Source data: Begin

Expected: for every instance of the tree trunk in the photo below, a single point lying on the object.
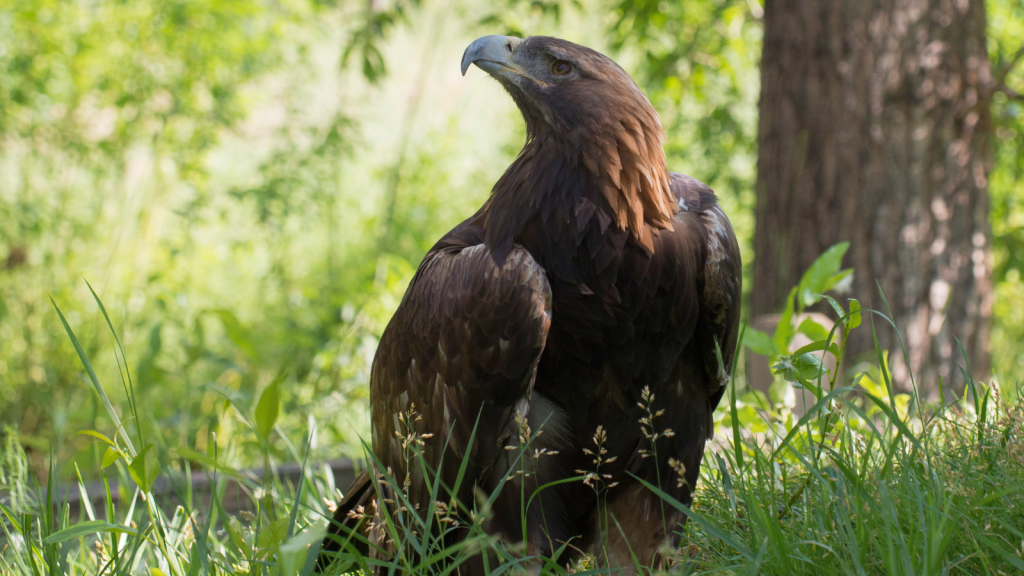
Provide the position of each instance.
(875, 129)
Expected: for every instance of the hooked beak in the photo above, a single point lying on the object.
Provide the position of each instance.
(494, 55)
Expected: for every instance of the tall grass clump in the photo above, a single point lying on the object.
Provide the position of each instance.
(866, 480)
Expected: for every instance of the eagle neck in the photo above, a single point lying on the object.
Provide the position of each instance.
(621, 169)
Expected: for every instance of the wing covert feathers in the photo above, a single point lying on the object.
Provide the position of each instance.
(461, 352)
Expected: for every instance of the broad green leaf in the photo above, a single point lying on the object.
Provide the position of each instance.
(267, 407)
(802, 368)
(822, 274)
(84, 529)
(273, 534)
(816, 345)
(110, 456)
(759, 341)
(144, 467)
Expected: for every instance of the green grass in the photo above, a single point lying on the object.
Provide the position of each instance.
(866, 482)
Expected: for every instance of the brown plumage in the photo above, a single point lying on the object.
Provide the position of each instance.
(593, 286)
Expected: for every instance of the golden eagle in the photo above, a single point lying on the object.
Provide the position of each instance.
(588, 310)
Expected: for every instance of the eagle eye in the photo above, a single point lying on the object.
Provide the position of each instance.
(560, 68)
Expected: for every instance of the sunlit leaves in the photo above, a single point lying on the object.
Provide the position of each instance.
(267, 408)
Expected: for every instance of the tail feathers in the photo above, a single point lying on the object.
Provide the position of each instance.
(343, 525)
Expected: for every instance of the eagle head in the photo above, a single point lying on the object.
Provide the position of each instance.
(563, 88)
(581, 103)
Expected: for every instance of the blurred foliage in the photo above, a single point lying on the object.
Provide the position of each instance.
(1006, 184)
(250, 184)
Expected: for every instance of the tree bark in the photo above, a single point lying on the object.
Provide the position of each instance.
(875, 129)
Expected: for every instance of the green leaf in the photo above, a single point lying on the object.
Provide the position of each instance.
(812, 330)
(235, 531)
(144, 467)
(301, 541)
(84, 529)
(759, 341)
(783, 331)
(93, 378)
(273, 534)
(96, 435)
(854, 319)
(110, 456)
(800, 368)
(822, 275)
(237, 332)
(267, 407)
(208, 461)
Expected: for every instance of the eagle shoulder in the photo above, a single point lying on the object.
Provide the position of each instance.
(722, 280)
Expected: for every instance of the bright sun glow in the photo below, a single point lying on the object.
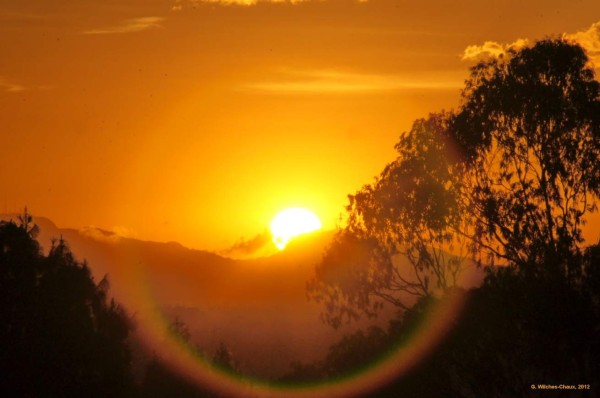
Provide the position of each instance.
(292, 222)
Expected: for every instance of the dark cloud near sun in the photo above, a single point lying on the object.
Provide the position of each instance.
(256, 246)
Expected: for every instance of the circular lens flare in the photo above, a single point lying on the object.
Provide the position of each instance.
(292, 222)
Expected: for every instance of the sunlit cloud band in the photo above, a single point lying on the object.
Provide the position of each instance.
(589, 39)
(330, 81)
(129, 26)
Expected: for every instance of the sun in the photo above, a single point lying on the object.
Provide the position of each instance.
(292, 222)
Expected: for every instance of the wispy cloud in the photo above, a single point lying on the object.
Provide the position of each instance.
(259, 245)
(129, 26)
(332, 81)
(492, 49)
(181, 4)
(588, 39)
(10, 86)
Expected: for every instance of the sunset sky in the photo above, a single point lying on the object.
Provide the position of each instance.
(197, 121)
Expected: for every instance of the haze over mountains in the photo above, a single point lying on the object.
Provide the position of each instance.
(257, 307)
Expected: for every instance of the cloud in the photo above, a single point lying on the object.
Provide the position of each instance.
(492, 49)
(103, 235)
(332, 81)
(181, 4)
(257, 246)
(129, 26)
(9, 86)
(589, 39)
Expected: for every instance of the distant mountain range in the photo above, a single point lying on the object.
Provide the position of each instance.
(258, 307)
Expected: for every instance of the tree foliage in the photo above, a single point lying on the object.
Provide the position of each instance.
(509, 176)
(59, 333)
(529, 127)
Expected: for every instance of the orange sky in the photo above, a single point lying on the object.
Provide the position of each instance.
(197, 121)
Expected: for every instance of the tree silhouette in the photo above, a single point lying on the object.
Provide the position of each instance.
(529, 127)
(509, 176)
(400, 242)
(59, 335)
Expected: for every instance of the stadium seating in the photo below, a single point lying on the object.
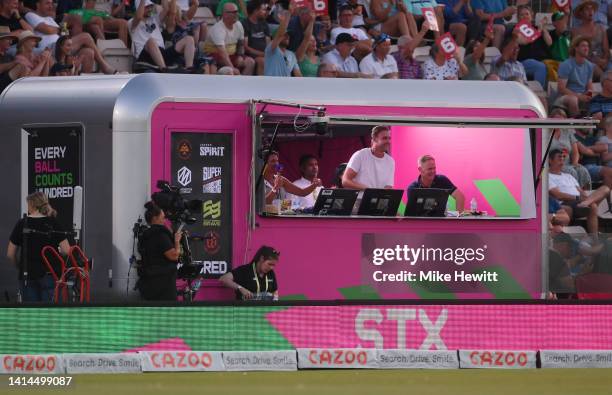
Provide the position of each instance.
(116, 54)
(204, 14)
(490, 54)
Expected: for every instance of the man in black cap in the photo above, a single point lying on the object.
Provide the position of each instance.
(8, 66)
(379, 63)
(341, 57)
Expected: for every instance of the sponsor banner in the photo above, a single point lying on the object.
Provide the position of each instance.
(260, 360)
(492, 359)
(54, 167)
(336, 358)
(416, 359)
(442, 327)
(576, 359)
(31, 364)
(102, 363)
(201, 165)
(181, 361)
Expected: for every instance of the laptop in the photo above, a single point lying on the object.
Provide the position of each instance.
(338, 201)
(426, 202)
(380, 202)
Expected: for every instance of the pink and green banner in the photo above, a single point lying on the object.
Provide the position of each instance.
(251, 328)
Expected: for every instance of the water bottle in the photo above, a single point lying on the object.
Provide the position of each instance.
(473, 205)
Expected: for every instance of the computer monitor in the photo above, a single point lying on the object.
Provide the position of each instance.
(426, 202)
(380, 202)
(335, 201)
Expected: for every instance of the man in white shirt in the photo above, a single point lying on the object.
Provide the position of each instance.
(574, 200)
(147, 41)
(371, 167)
(341, 57)
(309, 167)
(363, 46)
(225, 42)
(379, 63)
(45, 27)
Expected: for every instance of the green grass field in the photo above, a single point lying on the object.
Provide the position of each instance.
(354, 382)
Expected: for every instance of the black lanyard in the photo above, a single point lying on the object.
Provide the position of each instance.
(256, 278)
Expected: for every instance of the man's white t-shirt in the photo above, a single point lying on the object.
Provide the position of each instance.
(147, 28)
(564, 182)
(220, 35)
(348, 65)
(372, 171)
(353, 31)
(308, 200)
(372, 65)
(47, 40)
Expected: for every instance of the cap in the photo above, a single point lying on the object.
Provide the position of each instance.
(580, 7)
(381, 39)
(26, 34)
(558, 15)
(563, 238)
(5, 32)
(345, 38)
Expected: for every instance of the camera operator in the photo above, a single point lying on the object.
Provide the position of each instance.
(255, 280)
(161, 251)
(32, 233)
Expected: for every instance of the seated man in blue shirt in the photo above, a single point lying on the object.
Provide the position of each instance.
(601, 105)
(429, 179)
(498, 9)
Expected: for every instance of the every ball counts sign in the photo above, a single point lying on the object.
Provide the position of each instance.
(54, 167)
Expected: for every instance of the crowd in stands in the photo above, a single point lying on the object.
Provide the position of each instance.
(567, 65)
(285, 38)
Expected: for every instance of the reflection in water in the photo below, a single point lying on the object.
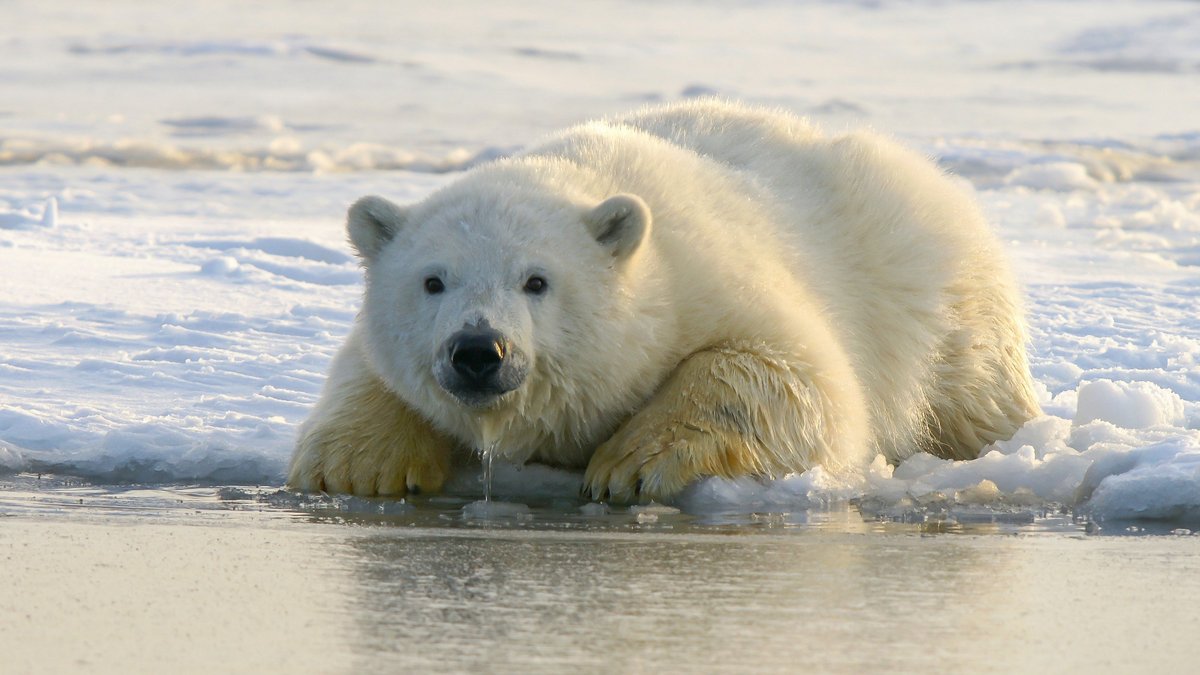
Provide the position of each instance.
(156, 579)
(670, 602)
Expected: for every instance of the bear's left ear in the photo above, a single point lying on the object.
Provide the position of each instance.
(372, 222)
(619, 223)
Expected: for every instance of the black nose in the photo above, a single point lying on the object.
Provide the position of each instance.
(477, 354)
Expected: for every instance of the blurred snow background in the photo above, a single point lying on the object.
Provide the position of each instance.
(173, 179)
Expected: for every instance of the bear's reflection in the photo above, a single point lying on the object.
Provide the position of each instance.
(469, 601)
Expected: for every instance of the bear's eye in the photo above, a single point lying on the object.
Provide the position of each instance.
(433, 286)
(535, 285)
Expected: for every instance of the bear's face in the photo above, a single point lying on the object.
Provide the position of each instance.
(475, 297)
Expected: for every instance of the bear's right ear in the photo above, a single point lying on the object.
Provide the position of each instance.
(372, 222)
(619, 223)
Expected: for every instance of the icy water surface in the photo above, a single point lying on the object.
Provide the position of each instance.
(202, 579)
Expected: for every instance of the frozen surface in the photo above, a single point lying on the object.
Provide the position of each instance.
(173, 179)
(179, 580)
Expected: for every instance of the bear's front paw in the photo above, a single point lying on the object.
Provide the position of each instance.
(352, 464)
(651, 465)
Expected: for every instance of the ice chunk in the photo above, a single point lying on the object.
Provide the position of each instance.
(1129, 405)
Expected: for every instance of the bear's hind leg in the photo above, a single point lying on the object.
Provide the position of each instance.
(732, 411)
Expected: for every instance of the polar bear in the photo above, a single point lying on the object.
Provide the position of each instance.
(695, 290)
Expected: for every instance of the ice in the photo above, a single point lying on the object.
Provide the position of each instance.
(492, 509)
(175, 276)
(1131, 405)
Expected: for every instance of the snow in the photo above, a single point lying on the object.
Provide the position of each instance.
(173, 179)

Source data: End

- Your goal: Set down the records above word for word, from the first line through the line containing "Expected: for every instance of the hooked", both included; leave out the pictures.

- Task output:
Expected: for every instance of the tree trunk in the photo below, a single point lying on the object.
Provide the position of each instance.
(875, 129)
Expected: for every instance of the hooked beak in the photo above, a single point lying on the object.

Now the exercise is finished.